--- Source text ---
^^^^
Bottom line: Keep Lansing happy. In a couple years or less, when McKenna gets a better offer, he will be a great next head men's BB coach. If we establish ourselves as a school that promotes assistants, we should be able to attract quality assistants. It has worked well for Butler.


----------



## ISU_TREE_FAN

eeeeh Bucko.....................I too have received an email or two reply from the AD. Na na na na na! You're travelling in good company here.


----------



## Eleven

Maybe She's Available until Mel is ready?


----------



## HoopMaster

Anyone on the current staff who deserves a shot it is Weddle. He is the lead recruiter and he could have Mel be the associate head coach and she could get the expeirience needed for her own future job. Im guess at this news conference RP will say he will look at current staff and also open in up to a country-wide search.  We will find out at 1:30


----------



## HoopMaster

cant hear sound.....anyone else?


----------



## Callmedoc

I cant hear anything either...


----------



## BankShot

dr. bucket said:


> only when geno is on.
> 
> is oprah a man or a woman. everyone knows it takes a man to have a successful talk show. you're getting me all confused.



you must be a ball canning rep trying to get letterman back to muncie.:krazy:


----------



## ISU_TREE_FAN

I think "Eleven" has made the right selection.  Was the news conference thwarted by "technical difficulties" or .........................?


----------



## dr. bucket

BankShot said:


> you must be a ball canning rep trying to get letterman back to muncie.:krazy:



actually trying to carry coles to new castle


----------



## BankShot

just throw 'em out in the driveway. helps with wheel traction this time of year.


----------



## Sycamore624

*Clint Weddle* 

Weddle joined the Sycamores after a stint at the University of Indianapolis, where he spent one season as the Greyhounds' recruiting coordinator and assistant coach.

A native of Terre Haute, Weddle is the brother of former Sycamore standout Kristen Weddle. 

In his head coaching debut in 2004-05, Weddle guided Oakland City's women's team to a 17-12 ledger, the first year the program finished above .500 in the previous six seasons. The Lady Oaks capped their season with a third-place finish in the National Christian College Athletic Association.       

Weddle led Oakland City to an 18-12 finish in 2005-06, a year that saw the Oaks win eight games in a row down the stretch and earn runner-up honors at the NCCAA tournament. After losing their first four games and seven of their first ten, Weddle led the Mighty Oaks to a 15-5 record once the calendar hit 2006 and helped the school earn a trip to the postseason NCCAA tournament.


----------



## Sycamore624

*Melanie Boeglin *

Assistant coach Melanie Boeglin enters her second year on staff with the Indiana State women's basketball program. Before taking on a full-time position, Boeglin previously spent the 2007-08 as a graduate assistant with the Sycamores.
^^^^
--- Request ---
In the forum thread on coaching candidates, what record did Weddle's Oakland City women's team post in his 2004-05 head coaching debut?
^^^^
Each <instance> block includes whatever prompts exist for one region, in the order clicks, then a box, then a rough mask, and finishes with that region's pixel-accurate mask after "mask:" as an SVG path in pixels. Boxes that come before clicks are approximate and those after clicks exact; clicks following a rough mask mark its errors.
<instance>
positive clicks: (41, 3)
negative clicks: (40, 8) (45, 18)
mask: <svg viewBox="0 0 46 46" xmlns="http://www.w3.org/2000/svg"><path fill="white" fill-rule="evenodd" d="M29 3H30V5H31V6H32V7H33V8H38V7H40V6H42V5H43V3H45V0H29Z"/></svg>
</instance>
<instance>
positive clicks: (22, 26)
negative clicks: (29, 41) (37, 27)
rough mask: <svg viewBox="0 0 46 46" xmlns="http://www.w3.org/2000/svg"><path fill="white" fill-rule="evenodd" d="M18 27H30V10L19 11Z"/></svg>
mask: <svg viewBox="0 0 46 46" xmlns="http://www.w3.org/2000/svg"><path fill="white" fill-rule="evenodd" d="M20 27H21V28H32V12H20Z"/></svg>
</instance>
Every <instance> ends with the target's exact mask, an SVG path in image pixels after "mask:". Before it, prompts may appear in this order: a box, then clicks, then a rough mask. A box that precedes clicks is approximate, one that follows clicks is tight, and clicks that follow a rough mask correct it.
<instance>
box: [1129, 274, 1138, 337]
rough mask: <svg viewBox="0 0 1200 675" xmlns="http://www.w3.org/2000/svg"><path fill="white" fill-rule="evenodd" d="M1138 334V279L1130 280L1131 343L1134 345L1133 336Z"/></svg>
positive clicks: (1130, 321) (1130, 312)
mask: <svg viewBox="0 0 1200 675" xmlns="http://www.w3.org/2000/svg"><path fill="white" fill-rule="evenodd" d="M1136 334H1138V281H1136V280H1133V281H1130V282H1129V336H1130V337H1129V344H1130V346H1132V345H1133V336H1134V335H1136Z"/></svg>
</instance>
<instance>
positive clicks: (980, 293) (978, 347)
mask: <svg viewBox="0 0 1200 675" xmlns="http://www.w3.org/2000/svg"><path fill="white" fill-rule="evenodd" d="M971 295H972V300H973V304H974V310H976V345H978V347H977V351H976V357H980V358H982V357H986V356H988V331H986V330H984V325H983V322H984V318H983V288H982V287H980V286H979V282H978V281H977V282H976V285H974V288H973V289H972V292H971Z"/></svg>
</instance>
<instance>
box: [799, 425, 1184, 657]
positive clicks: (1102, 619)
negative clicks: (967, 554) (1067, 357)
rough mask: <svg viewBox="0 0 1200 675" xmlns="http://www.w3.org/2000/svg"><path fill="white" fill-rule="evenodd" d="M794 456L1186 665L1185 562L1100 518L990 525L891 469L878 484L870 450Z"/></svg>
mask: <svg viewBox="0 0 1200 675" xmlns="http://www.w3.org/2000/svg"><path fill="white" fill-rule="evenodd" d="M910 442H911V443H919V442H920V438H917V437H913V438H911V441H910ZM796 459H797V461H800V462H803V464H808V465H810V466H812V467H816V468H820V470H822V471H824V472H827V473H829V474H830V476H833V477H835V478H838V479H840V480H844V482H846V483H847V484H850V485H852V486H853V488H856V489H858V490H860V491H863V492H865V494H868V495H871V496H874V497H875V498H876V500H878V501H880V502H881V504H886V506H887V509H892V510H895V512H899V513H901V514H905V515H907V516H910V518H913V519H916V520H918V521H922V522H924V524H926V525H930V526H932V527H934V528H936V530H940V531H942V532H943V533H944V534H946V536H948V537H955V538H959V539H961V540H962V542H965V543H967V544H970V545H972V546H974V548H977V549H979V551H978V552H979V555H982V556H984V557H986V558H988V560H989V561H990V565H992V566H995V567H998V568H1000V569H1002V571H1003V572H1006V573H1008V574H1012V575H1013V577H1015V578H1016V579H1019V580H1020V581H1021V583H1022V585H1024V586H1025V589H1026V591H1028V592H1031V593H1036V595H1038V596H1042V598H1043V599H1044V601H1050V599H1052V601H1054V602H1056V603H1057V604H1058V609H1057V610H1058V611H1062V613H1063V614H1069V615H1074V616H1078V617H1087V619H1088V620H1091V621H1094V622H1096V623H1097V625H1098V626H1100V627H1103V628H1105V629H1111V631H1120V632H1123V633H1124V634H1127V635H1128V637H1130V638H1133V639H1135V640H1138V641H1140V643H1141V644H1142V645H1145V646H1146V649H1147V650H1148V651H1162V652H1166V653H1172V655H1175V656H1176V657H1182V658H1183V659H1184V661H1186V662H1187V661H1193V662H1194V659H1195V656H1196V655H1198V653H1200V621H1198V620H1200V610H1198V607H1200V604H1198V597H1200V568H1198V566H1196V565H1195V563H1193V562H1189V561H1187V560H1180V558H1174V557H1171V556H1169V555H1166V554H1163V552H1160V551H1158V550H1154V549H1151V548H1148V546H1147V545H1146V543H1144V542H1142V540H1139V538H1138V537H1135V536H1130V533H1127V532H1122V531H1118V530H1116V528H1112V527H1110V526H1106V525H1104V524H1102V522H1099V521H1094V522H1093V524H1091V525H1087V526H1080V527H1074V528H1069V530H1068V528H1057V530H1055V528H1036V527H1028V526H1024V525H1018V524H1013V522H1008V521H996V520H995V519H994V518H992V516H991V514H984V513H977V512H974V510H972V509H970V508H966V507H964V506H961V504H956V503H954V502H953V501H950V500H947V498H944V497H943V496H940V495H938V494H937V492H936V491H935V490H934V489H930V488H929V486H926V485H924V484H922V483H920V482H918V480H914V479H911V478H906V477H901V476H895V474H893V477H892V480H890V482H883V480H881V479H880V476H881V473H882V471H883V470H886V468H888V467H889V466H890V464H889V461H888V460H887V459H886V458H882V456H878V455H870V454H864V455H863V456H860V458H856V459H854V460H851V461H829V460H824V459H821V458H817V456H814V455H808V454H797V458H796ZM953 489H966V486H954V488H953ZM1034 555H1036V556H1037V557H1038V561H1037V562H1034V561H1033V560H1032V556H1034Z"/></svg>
^^^^
--- Answer section ---
17-12